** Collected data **
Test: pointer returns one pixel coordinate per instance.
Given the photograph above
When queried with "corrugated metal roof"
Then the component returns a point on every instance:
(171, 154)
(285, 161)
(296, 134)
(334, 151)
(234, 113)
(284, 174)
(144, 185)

** Work instructions **
Retype the entire listing above line for line, with every character left unchanged.

** Worked answer **
Test: pointer returns one pixel coordinate per instance.
Given the photograph above
When queried with "corrugated metal roof"
Then the component returns a point on every instance:
(171, 154)
(285, 161)
(296, 134)
(334, 151)
(234, 113)
(284, 174)
(144, 185)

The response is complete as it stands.